> [PAGE EXTRACT]:
Filipino basketball player

Luis Alfonso Revilla (born November 30, 1989) is a Filipino former professional basketball player who played in the Philippine Basketball Association (PBA) and currently an assistant head coach for the UE Red Warriors.

==College career==

Revilla, a San Beda Red Cub stalwart, was recruited by DLSU and suited up for the Green Archers in 2008. In his rookie season, he averaged 3.5 points, 1.7 rebounds, 1.9 assists, and 0.7 steals on 14.3 minutes per game, and was just a backup guard then to JVee Casio and Simon Atkins. His team lost to the Ateneo Blue Eagles in the UAAP Season 71 Finals. By the end of that season he was named a member of the league's All-Rookie team.

In summer of 2009, a few months before the opening of the UAAP's 72nd Season, he was diagnosed to have type 2 diabetes, a condition, which he said, runs in their family. This has prevented him from suiting up for La Salle for two seasons.

> [RECORD EXTRACTS]:
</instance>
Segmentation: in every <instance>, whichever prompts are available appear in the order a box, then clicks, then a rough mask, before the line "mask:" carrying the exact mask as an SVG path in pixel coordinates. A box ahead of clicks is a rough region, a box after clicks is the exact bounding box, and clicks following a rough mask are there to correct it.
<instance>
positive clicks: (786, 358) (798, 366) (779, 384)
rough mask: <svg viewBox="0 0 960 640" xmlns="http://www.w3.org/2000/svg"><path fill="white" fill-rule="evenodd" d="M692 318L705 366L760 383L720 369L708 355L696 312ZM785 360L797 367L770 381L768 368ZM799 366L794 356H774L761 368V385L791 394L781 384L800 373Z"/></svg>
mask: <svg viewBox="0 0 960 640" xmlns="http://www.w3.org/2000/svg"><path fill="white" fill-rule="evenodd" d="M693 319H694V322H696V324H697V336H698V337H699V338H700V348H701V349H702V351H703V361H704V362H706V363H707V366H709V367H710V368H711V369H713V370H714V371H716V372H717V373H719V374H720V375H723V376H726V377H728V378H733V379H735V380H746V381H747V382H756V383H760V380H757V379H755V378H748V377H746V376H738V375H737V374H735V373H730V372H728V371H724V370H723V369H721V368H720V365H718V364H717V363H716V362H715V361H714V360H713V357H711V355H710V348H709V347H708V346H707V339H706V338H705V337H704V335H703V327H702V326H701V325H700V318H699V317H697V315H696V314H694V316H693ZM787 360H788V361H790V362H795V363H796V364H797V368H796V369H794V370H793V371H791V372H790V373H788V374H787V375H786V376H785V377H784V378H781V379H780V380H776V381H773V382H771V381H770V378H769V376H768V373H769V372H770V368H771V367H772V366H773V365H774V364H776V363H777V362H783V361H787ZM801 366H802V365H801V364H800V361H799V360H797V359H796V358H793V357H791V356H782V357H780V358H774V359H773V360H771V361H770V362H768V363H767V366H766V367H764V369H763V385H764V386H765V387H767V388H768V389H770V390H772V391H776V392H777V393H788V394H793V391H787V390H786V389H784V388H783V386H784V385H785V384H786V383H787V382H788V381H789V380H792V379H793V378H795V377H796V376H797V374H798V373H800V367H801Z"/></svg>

> [WHAT IS REQUIRED]: Copy the passage in the Luis Revilla profile word for word, starting at "Revilla, a San" and ending at "for two seasons.".

> [EXERCISE RESULT]:
Revilla, a San Beda Red Cub stalwart, was recruited by DLSU and suited up for the Green Archers in 2008. In his rookie season, he averaged 3.5 points, 1.7 rebounds, 1.9 assists, and 0.7 steals on 14.3 minutes per game, and was just a backup guard then to JVee Casio and Simon Atkins. His team lost to the Ateneo Blue Eagles in the UAAP Season 71 Finals. By the end of that season he was named a member of the league's All-Rookie team.

In summer of 2009, a few months before the opening of the UAAP's 72nd Season, he was diagnosed to have type 2 diabetes, a condition, which he said, runs in their family. This has prevented him from suiting up for La Salle for two seasons.